### EXERCISE BRIEF
Echo the entire William Vance biography below word for word, without any changes.

### PROVIDED TEXT
William Vance


William van Cutsem, better known by his pen name William Vance, was a Belgian comics artist known for his distinctive realistic style and work in Franco-Belgian comics.

Biography

William van Cutsem was born in Anderlecht near Brussels in 1935. After his military service in 1955–1956, he studied for four years at the Académie Royale des Beaux-Arts in Brussels. Originally from Flanders, he worked most of his life in France, and moved later to Santander, Spain.
William Vance started drawing for the Franco-Belgian comics magazine Tintin in 1962. After drawing complete real-life stories of four pages for a few years, he started work on his first series, Howard Flynn, written by Yves Duval. Three albums followed, before he created other short-lived series such as the Western Ringo and Roderik. His first success followed with the series about secret agent Bruno Brazil, written by Tintins editor-in-chief Greg, as one of the comics that started the revival and repositioning of Tintin as a more adult-oriented magazine.

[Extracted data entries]
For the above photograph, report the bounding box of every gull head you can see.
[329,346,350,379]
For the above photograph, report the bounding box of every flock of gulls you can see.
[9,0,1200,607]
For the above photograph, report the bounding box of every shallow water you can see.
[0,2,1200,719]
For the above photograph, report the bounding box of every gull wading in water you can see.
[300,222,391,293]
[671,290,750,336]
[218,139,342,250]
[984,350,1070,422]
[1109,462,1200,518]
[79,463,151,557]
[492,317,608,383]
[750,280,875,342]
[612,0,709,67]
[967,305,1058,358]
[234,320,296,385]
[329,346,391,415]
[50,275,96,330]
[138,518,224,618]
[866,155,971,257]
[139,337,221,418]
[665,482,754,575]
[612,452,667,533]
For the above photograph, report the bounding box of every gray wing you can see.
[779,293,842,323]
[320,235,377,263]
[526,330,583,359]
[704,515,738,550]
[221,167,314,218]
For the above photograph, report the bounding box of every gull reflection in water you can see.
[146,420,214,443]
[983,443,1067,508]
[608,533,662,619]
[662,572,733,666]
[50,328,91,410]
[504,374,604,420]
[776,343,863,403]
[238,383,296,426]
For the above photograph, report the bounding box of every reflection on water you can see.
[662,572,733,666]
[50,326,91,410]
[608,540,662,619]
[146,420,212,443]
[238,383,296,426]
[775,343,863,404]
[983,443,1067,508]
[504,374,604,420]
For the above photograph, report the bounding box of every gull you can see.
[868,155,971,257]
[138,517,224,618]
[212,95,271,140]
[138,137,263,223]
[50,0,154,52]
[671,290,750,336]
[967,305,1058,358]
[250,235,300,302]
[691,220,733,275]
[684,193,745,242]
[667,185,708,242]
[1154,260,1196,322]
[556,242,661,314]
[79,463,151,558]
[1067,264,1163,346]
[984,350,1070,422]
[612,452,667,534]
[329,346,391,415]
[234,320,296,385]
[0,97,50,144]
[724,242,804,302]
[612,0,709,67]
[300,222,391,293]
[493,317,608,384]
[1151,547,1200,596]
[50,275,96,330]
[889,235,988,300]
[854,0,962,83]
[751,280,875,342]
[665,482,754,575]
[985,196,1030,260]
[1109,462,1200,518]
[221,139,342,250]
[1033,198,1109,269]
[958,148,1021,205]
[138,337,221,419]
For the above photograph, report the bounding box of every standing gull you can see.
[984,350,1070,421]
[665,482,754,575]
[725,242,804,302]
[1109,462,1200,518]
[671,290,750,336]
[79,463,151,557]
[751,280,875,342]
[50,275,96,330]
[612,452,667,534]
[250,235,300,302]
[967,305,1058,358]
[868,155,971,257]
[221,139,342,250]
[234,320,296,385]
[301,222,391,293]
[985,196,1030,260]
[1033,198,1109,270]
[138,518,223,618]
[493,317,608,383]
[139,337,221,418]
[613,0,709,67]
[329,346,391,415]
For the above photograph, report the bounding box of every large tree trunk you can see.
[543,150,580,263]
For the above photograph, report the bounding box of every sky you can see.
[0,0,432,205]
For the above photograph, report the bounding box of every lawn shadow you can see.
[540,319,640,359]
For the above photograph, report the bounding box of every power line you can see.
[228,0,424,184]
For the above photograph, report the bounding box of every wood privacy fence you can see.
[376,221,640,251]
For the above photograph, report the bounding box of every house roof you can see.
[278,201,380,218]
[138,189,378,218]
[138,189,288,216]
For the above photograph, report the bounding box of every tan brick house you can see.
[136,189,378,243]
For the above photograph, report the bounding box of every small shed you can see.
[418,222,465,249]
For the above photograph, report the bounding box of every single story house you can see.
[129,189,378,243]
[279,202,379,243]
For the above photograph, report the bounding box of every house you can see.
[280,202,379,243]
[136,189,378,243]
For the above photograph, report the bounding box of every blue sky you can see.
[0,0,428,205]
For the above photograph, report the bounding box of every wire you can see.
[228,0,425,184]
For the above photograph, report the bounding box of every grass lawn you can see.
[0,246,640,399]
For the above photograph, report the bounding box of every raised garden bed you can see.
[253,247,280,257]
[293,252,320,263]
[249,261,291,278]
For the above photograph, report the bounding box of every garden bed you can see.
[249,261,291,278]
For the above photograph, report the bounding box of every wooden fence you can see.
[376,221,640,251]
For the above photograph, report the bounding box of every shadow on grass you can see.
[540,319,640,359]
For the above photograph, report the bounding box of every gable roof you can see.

### COMPLETE RESPONSE
William Vance


William van Cutsem, better known by his pen name William Vance, was a Belgian comics artist known for his distinctive realistic style and work in Franco-Belgian comics.

Biography

William van Cutsem was born in Anderlecht near Brussels in 1935. After his military service in 1955–1956, he studied for four years at the Académie Royale des Beaux-Arts in Brussels. Originally from Flanders, he worked most of his life in France, and moved later to Santander, Spain.
William Vance started drawing for the Franco-Belgian comics magazine Tintin in 1962. After drawing complete real-life stories of four pages for a few years, he started work on his first series, Howard Flynn, written by Yves Duval. Three albums followed, before he created other short-lived series such as the Western Ringo and Roderik. His first success followed with the series about secret agent Bruno Brazil, written by Tintins editor-in-chief Greg, as one of the comics that started the revival and repositioning of Tintin as a more adult-oriented magazine.